◆ EXERCISE PROMPT
Exactly and only the lines from the one containing "Where can the man be" through the close of the entries below are to be set down.

◆ DATA RECORDS

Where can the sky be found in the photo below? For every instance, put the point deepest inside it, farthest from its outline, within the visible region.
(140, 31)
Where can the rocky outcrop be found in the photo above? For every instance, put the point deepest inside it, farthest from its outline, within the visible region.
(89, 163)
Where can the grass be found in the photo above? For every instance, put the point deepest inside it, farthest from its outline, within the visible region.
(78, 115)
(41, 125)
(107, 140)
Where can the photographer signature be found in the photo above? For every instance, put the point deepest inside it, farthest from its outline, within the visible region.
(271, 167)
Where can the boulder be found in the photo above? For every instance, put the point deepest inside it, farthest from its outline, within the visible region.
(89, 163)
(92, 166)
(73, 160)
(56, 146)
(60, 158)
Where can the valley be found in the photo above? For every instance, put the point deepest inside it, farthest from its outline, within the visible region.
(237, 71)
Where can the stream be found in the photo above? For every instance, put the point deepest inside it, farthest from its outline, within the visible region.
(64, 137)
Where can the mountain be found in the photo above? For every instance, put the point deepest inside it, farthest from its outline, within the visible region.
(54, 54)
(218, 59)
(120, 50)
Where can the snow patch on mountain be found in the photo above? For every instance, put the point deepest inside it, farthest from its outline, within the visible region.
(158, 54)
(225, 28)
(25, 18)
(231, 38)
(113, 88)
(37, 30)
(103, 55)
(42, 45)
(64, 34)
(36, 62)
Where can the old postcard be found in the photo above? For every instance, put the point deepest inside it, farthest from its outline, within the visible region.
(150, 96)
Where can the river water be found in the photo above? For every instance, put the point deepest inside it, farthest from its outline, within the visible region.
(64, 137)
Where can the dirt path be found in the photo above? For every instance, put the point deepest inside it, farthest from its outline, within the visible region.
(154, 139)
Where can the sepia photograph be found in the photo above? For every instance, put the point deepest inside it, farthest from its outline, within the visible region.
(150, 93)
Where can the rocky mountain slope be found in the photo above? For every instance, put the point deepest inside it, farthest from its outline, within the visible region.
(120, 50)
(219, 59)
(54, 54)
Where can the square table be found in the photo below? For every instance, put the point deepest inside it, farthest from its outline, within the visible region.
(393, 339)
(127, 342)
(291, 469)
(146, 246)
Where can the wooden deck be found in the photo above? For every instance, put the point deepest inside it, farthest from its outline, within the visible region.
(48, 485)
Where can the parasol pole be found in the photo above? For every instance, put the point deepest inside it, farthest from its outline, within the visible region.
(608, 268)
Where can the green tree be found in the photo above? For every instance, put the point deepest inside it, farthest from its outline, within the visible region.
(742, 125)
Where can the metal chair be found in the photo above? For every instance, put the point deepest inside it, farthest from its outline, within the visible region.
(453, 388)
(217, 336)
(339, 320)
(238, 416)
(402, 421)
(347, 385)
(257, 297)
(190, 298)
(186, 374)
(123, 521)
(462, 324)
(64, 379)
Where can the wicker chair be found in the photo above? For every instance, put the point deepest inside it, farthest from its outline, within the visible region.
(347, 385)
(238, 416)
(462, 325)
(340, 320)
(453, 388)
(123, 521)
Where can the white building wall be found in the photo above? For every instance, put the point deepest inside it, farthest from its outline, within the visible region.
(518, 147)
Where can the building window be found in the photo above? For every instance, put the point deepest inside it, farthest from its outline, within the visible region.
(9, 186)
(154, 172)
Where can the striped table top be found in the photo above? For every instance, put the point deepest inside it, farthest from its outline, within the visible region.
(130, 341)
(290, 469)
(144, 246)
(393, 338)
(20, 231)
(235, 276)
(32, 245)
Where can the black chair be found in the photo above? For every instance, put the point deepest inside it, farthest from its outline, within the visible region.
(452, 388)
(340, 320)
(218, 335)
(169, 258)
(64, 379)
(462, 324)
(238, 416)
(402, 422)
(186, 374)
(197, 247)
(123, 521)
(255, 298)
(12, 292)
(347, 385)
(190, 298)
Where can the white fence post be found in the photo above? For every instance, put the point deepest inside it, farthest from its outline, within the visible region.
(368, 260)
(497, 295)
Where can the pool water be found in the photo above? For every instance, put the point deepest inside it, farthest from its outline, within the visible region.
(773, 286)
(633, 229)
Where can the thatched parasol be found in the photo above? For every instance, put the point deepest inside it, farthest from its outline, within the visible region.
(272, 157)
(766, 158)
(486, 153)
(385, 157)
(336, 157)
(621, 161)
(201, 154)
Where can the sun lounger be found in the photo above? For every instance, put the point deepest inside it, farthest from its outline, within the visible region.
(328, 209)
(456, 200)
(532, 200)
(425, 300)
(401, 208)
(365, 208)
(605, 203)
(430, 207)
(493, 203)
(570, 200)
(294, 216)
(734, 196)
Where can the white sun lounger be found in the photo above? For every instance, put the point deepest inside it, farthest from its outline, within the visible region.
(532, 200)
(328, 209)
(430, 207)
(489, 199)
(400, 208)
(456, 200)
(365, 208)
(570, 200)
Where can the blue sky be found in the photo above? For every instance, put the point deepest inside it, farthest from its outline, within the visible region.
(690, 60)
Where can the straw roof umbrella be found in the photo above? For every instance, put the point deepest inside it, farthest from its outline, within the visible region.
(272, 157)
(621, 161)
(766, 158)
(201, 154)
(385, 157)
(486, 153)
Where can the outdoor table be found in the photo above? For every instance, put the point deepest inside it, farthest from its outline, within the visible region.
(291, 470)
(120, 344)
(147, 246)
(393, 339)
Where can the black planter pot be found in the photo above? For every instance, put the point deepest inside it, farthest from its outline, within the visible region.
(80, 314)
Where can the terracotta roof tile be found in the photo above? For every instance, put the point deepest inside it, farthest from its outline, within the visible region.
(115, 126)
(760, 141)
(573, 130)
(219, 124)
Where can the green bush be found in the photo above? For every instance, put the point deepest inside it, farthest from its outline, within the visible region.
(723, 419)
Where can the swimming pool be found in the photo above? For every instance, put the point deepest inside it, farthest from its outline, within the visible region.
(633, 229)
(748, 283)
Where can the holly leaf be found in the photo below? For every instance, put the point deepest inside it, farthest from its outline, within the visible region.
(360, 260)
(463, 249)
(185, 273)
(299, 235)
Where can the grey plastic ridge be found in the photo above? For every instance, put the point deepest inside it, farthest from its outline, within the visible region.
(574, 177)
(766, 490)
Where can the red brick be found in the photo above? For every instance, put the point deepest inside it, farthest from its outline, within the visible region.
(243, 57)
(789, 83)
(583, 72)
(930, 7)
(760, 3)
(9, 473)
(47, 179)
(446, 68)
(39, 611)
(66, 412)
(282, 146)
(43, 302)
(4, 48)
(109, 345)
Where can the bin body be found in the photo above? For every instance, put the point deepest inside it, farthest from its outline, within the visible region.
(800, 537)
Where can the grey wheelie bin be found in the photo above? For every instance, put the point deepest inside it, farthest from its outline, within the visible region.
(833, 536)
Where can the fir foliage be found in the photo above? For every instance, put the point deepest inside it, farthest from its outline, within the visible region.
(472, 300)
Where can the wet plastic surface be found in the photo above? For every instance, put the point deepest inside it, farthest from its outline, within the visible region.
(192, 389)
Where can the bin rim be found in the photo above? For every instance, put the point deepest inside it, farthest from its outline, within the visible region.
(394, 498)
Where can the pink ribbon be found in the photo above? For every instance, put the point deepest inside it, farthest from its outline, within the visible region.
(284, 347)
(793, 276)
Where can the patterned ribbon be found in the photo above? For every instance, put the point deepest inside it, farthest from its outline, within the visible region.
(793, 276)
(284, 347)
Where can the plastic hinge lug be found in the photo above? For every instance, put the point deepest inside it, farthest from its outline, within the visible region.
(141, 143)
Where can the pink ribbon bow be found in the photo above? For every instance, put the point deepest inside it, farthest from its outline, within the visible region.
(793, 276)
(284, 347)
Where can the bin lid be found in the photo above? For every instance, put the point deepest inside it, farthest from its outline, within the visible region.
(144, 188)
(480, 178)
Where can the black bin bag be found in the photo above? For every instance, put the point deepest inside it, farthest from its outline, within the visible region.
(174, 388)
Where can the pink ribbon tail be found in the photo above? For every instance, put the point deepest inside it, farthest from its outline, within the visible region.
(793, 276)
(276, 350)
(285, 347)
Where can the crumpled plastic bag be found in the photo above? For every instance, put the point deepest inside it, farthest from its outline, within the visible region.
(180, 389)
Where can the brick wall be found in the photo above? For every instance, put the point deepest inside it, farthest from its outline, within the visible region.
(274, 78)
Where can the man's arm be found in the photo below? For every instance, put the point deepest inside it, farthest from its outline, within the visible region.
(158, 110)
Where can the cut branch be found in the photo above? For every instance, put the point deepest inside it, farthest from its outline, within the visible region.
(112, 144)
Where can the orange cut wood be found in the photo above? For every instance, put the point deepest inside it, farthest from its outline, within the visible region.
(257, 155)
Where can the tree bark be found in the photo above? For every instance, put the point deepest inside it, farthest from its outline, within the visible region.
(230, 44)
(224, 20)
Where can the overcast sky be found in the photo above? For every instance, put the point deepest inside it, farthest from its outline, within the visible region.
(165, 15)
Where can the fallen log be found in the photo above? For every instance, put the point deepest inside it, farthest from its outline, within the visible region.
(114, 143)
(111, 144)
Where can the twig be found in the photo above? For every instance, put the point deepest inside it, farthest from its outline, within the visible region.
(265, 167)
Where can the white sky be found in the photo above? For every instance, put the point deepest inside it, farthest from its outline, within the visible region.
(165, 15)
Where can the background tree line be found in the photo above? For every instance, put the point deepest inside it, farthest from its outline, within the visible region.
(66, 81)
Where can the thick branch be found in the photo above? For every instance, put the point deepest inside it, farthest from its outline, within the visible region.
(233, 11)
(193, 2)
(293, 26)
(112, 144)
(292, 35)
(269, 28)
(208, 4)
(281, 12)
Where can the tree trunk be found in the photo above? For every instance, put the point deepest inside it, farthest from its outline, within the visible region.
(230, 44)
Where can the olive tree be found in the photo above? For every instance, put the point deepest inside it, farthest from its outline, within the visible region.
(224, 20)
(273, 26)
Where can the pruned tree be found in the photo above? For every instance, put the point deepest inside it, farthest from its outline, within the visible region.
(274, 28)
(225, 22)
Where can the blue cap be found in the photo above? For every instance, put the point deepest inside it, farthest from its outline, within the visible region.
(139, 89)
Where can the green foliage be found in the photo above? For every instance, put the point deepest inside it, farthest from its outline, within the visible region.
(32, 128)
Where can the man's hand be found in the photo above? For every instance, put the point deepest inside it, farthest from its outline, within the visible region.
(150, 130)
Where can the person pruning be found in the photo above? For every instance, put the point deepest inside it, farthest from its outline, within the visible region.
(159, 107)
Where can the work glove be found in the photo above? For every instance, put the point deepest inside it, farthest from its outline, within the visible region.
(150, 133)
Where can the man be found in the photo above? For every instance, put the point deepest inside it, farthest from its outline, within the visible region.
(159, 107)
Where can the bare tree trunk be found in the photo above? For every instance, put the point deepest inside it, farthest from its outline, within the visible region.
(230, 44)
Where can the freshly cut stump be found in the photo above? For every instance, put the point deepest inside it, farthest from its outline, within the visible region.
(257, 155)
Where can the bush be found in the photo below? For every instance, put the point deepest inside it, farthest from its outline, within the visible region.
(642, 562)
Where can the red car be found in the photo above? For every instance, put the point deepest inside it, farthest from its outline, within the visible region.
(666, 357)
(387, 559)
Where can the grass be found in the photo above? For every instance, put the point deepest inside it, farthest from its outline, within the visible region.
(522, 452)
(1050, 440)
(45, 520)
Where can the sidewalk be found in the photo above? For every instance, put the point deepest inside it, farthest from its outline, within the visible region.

◆ OUTPUT OF THE EXERCISE
Where can the man be found in the photo above? For every instance, put the point deepest inside it, farthest from its outline, within the visible region.
(159, 107)
Where can the bare tree trunk be found in the photo above? For every instance, put the point deepest inside it, farthest from its outline, within the visible region.
(230, 44)
Where can the freshly cut stump be found in the photo above? For every instance, put the point deepest inside it, farthest from its outline, within the visible region.
(257, 155)
Where can the bush be found in the photo below? For every instance, put the point deepest inside it, farthest from its outline, within the visible region.
(642, 562)
Where can the red car be found in the photo above? For every instance, put the point deepest inside it, farthest from its outline, within the visible region.
(666, 357)
(387, 559)
Where can the grass be found in the photo above? For every instance, put the point deepest inside it, farthest from its outline, within the visible region.
(522, 452)
(1050, 440)
(45, 520)
Where can the sidewalk be found in the photo above? For every instance, put the point deepest inside it, farthest from its outline, within the visible region.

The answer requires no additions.